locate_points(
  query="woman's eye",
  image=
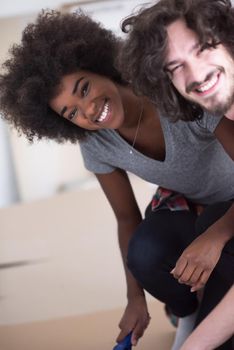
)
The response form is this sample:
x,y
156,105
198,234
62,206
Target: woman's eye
x,y
85,89
73,114
205,46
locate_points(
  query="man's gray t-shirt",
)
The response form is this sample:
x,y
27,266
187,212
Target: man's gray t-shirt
x,y
195,164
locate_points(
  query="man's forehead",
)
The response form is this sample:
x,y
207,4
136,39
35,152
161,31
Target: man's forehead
x,y
180,40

****************

* **Exercise directions**
Repeat the data word for word. Images are not part of the copy.

* **Response to the task**
locate_points(
  query="woman's eye",
  image=
)
The response form is this sample:
x,y
156,105
198,234
62,206
Target: woman's eye
x,y
85,89
73,114
205,46
locate_points(
  query="man's gray t-shirt",
)
The response form is this sample:
x,y
27,266
187,212
Target: man's gray t-shirt
x,y
195,164
locate_points(
  query="man's forehead",
)
The response form is this sample:
x,y
207,4
136,39
35,152
161,31
Target: man's forehead
x,y
180,40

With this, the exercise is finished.